# Start of Excerpted records

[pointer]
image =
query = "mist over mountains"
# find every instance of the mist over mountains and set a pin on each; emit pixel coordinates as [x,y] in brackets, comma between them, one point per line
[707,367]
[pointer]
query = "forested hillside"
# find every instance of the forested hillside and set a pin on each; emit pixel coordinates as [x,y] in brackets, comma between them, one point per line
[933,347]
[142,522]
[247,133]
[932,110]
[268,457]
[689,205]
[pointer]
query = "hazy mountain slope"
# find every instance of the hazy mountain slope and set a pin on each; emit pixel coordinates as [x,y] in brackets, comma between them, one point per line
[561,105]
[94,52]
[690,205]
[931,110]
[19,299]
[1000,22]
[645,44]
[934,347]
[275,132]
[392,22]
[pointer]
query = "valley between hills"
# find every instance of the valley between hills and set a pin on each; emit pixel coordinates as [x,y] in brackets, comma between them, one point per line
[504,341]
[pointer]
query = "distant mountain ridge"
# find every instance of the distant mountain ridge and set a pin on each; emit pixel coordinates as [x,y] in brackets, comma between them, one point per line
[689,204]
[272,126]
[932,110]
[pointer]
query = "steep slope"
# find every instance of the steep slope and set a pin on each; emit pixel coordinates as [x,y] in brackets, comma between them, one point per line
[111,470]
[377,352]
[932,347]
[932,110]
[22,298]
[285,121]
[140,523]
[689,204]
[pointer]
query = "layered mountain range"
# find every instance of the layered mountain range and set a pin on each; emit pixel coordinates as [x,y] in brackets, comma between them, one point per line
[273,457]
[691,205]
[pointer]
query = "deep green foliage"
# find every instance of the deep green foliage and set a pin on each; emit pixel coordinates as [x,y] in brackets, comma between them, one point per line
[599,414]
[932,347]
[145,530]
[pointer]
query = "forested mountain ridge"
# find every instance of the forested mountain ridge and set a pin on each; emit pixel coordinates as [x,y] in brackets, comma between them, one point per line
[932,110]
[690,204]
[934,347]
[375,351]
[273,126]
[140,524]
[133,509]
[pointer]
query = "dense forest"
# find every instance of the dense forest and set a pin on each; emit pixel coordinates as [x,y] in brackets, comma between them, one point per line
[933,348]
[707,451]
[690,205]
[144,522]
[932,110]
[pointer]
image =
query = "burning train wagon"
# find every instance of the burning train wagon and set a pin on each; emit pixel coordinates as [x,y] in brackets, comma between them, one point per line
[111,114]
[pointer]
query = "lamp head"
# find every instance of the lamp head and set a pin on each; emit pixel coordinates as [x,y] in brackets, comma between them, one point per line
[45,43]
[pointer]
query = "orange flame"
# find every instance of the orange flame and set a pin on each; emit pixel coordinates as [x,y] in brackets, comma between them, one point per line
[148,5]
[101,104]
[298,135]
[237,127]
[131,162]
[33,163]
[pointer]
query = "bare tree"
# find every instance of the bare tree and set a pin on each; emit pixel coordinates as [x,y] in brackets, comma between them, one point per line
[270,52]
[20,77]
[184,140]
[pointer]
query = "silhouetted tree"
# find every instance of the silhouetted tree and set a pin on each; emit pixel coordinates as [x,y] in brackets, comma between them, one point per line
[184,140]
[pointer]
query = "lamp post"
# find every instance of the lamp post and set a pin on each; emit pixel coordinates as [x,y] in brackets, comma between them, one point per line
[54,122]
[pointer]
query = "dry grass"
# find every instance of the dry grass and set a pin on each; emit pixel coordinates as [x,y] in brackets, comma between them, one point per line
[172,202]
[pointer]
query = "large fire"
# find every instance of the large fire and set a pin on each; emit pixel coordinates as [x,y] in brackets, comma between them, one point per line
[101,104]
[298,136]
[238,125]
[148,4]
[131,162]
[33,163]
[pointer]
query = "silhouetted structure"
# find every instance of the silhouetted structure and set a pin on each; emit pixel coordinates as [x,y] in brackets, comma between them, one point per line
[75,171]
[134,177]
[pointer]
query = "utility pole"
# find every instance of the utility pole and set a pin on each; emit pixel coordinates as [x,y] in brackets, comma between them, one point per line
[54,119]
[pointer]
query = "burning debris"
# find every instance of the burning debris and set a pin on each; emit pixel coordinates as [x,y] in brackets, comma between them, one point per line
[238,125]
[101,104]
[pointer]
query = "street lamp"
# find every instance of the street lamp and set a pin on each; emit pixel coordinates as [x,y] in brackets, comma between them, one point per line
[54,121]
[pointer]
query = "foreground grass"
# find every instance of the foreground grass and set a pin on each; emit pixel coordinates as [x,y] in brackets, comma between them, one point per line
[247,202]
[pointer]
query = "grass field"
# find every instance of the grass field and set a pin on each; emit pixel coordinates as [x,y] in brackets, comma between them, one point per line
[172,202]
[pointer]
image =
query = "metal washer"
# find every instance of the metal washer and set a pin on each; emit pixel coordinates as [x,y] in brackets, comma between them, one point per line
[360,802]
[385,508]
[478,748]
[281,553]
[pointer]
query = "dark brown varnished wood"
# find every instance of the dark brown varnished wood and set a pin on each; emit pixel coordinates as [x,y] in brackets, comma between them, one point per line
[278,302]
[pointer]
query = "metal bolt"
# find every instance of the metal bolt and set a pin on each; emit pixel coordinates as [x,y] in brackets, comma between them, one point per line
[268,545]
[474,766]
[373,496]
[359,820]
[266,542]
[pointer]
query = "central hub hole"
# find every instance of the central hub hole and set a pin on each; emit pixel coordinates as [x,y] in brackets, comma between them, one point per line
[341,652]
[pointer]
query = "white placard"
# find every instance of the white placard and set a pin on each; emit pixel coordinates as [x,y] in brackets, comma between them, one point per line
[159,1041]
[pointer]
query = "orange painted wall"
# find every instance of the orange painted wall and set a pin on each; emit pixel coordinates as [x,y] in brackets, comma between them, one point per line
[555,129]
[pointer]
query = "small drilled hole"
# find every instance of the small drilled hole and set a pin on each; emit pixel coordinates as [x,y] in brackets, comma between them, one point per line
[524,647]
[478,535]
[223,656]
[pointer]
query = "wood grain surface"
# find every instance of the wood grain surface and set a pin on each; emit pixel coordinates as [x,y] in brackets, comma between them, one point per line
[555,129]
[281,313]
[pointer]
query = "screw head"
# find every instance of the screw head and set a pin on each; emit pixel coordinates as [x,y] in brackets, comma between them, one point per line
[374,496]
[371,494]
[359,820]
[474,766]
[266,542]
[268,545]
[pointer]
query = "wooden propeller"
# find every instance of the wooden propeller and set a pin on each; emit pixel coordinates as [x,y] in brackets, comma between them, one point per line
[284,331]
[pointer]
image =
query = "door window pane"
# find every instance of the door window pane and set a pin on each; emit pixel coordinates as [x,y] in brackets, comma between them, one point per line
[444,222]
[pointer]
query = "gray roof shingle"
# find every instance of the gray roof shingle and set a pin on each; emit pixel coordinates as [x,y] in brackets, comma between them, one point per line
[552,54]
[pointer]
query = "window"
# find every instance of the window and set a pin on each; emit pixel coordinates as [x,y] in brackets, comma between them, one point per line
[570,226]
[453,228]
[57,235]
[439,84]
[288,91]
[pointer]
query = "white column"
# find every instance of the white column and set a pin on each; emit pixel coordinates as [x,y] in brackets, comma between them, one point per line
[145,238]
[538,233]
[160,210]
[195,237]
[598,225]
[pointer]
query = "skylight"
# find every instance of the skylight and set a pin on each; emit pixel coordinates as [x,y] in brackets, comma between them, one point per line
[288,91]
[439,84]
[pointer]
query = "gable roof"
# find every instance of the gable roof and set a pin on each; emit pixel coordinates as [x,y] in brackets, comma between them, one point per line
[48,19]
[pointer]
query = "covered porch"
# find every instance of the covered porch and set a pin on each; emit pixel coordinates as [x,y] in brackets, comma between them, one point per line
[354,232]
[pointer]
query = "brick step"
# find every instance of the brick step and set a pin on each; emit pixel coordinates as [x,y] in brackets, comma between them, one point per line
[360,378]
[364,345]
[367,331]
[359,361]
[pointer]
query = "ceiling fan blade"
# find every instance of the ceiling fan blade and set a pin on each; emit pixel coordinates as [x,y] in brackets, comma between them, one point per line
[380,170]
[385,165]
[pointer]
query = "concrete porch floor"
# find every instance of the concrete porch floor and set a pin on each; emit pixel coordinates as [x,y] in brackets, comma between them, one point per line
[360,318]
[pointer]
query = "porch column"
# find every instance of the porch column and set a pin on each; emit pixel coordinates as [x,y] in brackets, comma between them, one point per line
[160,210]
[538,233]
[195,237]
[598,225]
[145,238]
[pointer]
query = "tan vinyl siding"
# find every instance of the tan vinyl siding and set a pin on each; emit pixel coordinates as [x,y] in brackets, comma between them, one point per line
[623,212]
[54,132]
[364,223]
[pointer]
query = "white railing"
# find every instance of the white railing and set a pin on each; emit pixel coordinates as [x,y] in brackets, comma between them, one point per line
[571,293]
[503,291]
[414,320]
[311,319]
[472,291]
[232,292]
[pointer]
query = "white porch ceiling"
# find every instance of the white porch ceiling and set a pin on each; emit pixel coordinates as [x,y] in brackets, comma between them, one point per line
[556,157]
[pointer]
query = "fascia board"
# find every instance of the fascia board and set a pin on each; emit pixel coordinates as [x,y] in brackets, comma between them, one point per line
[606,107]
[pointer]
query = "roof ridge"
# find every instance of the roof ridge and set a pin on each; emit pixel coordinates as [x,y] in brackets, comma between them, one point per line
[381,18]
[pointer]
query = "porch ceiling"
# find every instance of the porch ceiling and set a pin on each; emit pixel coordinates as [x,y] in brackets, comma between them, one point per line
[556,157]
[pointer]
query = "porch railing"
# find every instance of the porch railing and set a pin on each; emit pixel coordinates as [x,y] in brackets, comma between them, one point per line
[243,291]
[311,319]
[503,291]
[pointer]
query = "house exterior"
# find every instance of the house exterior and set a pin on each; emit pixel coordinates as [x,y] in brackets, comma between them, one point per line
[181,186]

# End of Excerpted records

Filter the lines above down to those that contain the word "steep", and copy each one. Case counts.

query = "steep slope"
# find every instance of the steep slope and set a pin on each; emit pixel coordinates as [x,y] in brackets, comma between them, one point per line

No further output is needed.